** Begin RECORDS FOR THE TASK **

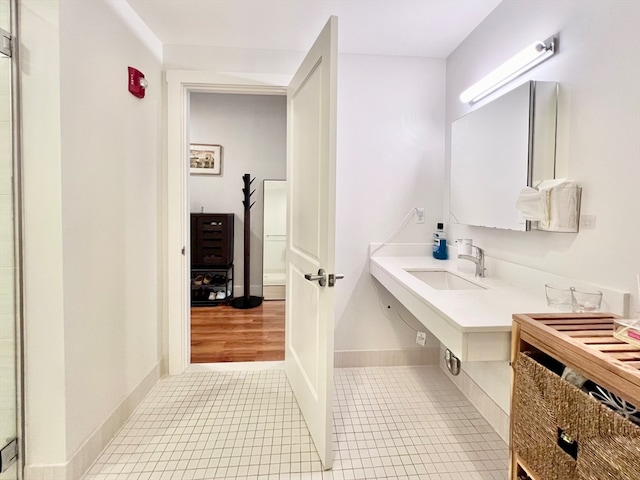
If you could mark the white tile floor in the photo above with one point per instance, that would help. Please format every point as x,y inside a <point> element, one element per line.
<point>389,422</point>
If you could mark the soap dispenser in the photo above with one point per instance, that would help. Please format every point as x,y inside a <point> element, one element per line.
<point>440,243</point>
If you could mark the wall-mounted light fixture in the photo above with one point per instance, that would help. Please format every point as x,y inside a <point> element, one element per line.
<point>137,83</point>
<point>531,56</point>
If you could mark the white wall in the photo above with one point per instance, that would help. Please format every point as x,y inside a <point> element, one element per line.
<point>91,155</point>
<point>390,159</point>
<point>598,123</point>
<point>252,131</point>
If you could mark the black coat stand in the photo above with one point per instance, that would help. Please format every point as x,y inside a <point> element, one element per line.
<point>247,301</point>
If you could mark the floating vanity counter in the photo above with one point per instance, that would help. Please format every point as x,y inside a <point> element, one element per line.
<point>469,316</point>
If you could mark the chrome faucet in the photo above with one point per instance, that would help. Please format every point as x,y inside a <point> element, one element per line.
<point>478,259</point>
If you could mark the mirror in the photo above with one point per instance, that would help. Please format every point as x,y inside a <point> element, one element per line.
<point>497,150</point>
<point>274,239</point>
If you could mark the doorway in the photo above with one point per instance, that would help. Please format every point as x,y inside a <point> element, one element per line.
<point>250,133</point>
<point>10,292</point>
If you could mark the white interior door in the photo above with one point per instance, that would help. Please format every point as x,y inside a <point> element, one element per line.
<point>311,147</point>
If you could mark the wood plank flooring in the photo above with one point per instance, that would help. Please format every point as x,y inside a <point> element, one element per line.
<point>226,334</point>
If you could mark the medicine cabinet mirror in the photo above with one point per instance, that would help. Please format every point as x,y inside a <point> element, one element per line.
<point>497,150</point>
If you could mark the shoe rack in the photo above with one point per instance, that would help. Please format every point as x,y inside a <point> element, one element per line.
<point>211,285</point>
<point>211,258</point>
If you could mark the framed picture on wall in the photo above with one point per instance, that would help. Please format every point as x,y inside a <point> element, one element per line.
<point>205,159</point>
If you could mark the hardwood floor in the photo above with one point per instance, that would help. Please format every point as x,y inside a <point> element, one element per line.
<point>226,334</point>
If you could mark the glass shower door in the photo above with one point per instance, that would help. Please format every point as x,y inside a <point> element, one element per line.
<point>8,264</point>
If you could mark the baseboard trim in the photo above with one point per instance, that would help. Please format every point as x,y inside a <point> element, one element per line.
<point>386,358</point>
<point>88,452</point>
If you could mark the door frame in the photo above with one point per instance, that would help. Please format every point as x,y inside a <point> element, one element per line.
<point>175,253</point>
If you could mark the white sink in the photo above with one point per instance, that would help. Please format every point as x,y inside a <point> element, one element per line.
<point>444,280</point>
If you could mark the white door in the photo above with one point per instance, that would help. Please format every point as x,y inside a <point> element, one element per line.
<point>311,158</point>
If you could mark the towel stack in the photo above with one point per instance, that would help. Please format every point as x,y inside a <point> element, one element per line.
<point>554,204</point>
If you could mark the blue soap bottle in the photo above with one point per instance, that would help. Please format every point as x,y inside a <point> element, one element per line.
<point>440,243</point>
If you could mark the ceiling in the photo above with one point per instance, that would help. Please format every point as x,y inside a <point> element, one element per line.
<point>426,28</point>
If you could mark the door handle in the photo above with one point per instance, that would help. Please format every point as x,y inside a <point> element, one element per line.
<point>333,277</point>
<point>321,277</point>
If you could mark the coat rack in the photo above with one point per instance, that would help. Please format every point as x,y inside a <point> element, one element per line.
<point>247,301</point>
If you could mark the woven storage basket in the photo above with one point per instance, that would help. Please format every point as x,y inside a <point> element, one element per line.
<point>608,445</point>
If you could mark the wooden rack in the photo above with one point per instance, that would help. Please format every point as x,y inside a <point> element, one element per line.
<point>583,342</point>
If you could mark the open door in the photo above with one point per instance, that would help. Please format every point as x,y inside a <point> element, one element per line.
<point>311,158</point>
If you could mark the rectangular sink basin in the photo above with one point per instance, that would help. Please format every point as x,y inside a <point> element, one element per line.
<point>444,280</point>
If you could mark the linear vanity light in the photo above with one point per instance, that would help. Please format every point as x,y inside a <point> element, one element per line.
<point>528,58</point>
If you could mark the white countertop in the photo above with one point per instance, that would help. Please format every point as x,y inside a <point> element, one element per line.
<point>487,310</point>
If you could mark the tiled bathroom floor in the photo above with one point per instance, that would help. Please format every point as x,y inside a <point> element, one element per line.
<point>389,422</point>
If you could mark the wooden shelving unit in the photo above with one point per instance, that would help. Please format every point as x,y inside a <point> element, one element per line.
<point>555,426</point>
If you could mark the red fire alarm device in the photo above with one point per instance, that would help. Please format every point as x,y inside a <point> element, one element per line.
<point>137,82</point>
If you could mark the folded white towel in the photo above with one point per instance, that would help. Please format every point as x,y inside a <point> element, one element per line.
<point>534,205</point>
<point>554,204</point>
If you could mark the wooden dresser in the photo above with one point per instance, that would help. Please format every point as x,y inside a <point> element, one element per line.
<point>558,431</point>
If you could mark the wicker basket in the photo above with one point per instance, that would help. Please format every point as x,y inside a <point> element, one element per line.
<point>562,433</point>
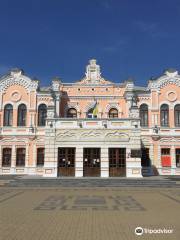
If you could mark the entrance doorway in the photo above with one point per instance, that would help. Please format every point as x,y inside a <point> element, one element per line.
<point>66,161</point>
<point>91,162</point>
<point>117,162</point>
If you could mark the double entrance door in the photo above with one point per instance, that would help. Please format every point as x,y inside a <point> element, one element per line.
<point>117,162</point>
<point>66,161</point>
<point>91,162</point>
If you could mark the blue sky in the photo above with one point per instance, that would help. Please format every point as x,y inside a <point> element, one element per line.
<point>129,38</point>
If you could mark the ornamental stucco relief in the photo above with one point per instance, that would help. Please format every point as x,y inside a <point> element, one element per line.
<point>89,135</point>
<point>24,81</point>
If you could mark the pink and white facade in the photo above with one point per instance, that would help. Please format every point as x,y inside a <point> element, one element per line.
<point>92,127</point>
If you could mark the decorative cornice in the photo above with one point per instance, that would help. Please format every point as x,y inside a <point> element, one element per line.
<point>21,80</point>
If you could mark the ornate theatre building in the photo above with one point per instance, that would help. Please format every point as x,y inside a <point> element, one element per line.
<point>92,127</point>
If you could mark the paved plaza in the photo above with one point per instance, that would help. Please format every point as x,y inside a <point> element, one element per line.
<point>88,209</point>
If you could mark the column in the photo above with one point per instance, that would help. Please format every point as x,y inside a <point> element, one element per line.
<point>13,159</point>
<point>0,156</point>
<point>57,97</point>
<point>104,162</point>
<point>34,155</point>
<point>159,165</point>
<point>50,163</point>
<point>151,154</point>
<point>79,162</point>
<point>27,155</point>
<point>173,160</point>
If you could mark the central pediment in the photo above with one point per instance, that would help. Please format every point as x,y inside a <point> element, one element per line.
<point>93,75</point>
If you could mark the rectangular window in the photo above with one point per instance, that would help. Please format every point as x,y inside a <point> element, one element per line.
<point>20,157</point>
<point>165,157</point>
<point>136,153</point>
<point>6,158</point>
<point>145,159</point>
<point>178,157</point>
<point>40,156</point>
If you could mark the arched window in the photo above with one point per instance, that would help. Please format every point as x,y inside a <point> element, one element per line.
<point>6,157</point>
<point>42,114</point>
<point>22,111</point>
<point>72,113</point>
<point>164,115</point>
<point>8,115</point>
<point>177,115</point>
<point>90,113</point>
<point>113,113</point>
<point>144,115</point>
<point>20,156</point>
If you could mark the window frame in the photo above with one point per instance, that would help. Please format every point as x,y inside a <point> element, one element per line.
<point>177,115</point>
<point>22,115</point>
<point>40,156</point>
<point>42,115</point>
<point>7,155</point>
<point>164,115</point>
<point>71,115</point>
<point>111,114</point>
<point>8,115</point>
<point>144,118</point>
<point>20,157</point>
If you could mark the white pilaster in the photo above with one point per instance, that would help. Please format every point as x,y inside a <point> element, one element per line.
<point>13,157</point>
<point>104,162</point>
<point>27,155</point>
<point>173,157</point>
<point>79,162</point>
<point>0,156</point>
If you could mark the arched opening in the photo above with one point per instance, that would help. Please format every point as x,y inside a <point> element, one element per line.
<point>22,112</point>
<point>8,115</point>
<point>144,115</point>
<point>164,115</point>
<point>72,113</point>
<point>177,115</point>
<point>42,114</point>
<point>113,113</point>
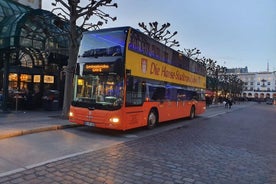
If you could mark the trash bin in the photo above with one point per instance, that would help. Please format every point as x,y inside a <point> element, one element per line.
<point>51,100</point>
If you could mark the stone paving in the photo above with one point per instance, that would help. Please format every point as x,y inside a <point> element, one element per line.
<point>209,151</point>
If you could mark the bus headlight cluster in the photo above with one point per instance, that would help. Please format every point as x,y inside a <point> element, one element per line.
<point>71,114</point>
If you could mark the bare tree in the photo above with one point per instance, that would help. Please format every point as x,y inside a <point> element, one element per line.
<point>162,34</point>
<point>73,12</point>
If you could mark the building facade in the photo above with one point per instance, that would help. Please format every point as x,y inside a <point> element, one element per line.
<point>259,85</point>
<point>33,52</point>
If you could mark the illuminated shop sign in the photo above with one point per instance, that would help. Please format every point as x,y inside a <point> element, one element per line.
<point>97,67</point>
<point>48,79</point>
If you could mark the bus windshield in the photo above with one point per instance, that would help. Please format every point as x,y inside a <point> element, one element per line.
<point>103,44</point>
<point>98,92</point>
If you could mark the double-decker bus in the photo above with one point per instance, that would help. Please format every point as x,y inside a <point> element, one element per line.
<point>125,79</point>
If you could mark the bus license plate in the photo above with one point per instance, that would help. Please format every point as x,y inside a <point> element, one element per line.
<point>89,124</point>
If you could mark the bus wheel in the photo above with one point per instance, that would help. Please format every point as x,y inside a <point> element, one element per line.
<point>152,119</point>
<point>192,112</point>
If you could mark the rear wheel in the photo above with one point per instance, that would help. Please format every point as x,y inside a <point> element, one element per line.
<point>192,112</point>
<point>152,119</point>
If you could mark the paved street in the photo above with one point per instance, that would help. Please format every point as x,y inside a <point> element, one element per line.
<point>234,147</point>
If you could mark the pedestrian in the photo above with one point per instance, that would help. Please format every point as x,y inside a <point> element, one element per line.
<point>230,103</point>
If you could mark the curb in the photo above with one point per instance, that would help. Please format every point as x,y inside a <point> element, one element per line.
<point>16,133</point>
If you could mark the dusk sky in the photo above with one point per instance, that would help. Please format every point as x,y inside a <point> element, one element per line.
<point>235,33</point>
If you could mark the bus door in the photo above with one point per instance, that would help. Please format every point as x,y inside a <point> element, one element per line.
<point>135,98</point>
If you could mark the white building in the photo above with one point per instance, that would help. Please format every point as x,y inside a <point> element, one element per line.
<point>259,85</point>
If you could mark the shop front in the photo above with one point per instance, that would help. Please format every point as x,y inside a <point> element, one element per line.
<point>33,52</point>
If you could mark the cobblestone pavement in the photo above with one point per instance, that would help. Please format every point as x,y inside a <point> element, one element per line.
<point>225,149</point>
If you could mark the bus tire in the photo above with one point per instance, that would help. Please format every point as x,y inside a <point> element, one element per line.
<point>192,112</point>
<point>152,119</point>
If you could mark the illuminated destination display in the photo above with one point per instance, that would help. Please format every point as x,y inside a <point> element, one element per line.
<point>97,67</point>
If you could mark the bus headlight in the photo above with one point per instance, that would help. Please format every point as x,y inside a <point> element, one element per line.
<point>114,120</point>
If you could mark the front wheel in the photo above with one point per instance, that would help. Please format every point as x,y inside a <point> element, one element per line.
<point>152,119</point>
<point>192,112</point>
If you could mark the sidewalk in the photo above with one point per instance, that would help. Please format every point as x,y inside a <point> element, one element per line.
<point>27,122</point>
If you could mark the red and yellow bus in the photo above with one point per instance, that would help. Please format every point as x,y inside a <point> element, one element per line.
<point>125,79</point>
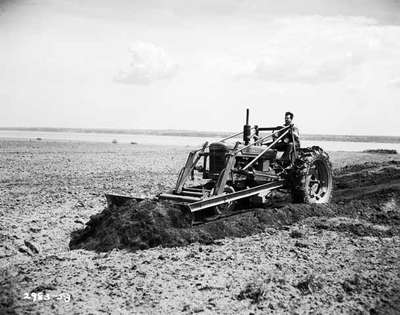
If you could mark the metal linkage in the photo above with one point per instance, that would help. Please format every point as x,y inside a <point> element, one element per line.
<point>224,198</point>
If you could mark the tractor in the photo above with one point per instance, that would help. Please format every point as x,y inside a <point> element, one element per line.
<point>219,176</point>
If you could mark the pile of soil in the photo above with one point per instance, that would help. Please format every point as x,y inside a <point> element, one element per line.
<point>367,193</point>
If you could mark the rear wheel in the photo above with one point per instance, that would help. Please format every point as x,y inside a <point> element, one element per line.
<point>312,181</point>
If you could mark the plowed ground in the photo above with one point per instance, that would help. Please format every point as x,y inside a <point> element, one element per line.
<point>144,259</point>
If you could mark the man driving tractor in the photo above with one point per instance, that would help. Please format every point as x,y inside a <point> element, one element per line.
<point>290,142</point>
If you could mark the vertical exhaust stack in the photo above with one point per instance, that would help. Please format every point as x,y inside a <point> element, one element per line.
<point>246,129</point>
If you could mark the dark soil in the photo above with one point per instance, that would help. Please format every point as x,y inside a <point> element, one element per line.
<point>368,194</point>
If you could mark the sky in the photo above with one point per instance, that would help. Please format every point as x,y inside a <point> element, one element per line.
<point>197,65</point>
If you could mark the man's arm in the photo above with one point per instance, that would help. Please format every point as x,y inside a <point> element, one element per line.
<point>296,134</point>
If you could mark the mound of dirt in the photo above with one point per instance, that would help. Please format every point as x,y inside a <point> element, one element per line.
<point>146,224</point>
<point>371,200</point>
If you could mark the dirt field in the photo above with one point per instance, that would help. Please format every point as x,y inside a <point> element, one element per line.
<point>340,258</point>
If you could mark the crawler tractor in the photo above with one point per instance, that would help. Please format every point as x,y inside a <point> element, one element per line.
<point>221,175</point>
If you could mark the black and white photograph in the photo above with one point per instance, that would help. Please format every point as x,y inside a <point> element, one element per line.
<point>200,157</point>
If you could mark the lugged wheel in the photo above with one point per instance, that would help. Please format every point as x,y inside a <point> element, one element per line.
<point>312,181</point>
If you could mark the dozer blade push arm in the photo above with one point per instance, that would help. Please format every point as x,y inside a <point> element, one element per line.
<point>191,162</point>
<point>223,176</point>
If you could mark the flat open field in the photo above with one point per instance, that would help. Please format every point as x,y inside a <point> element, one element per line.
<point>340,258</point>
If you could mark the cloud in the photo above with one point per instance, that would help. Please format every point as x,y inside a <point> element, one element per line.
<point>394,82</point>
<point>316,49</point>
<point>148,63</point>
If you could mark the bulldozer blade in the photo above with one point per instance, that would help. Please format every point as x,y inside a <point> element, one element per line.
<point>180,198</point>
<point>119,200</point>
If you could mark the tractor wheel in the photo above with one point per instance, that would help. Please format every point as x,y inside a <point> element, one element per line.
<point>313,180</point>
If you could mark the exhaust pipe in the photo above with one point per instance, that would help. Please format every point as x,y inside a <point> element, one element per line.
<point>246,129</point>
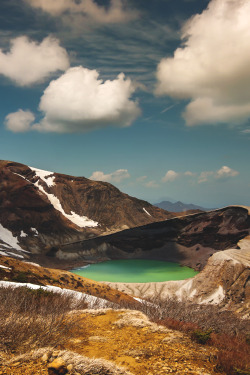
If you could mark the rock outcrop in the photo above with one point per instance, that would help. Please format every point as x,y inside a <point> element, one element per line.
<point>42,209</point>
<point>189,240</point>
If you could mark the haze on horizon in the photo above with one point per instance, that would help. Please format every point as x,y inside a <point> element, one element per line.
<point>152,97</point>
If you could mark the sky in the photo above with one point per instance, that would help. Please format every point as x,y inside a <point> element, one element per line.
<point>152,96</point>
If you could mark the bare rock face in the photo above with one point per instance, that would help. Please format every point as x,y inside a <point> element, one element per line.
<point>42,209</point>
<point>189,240</point>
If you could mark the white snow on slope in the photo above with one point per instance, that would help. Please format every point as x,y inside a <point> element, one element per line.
<point>144,209</point>
<point>81,221</point>
<point>215,298</point>
<point>23,234</point>
<point>91,300</point>
<point>9,239</point>
<point>35,231</point>
<point>7,268</point>
<point>45,176</point>
<point>21,176</point>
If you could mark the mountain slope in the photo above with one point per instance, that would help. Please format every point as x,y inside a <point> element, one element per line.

** End RECORDS FOR THE TASK **

**WHAT YOU SHOULD DO**: Reproduce verbatim the stretch of the records above from their beginning through the line containing "<point>531,56</point>", including both ends, and omit the pictures.

**THE SOLUTION**:
If you could mark the white tile floor in the photo above with one point per instance, that would help. Please format every point as x,y inside a <point> element, one element per line.
<point>389,422</point>
If you could mark the soap dispenser in the photo above with one point per instance, that would help. Please format every point as x,y inside a <point> element, one element per line.
<point>440,243</point>
If you could mark the wall-mounted light fixture in the photo above with one point per instance, that would help. Please format every point as x,y inside a <point> element, one element per line.
<point>137,83</point>
<point>531,56</point>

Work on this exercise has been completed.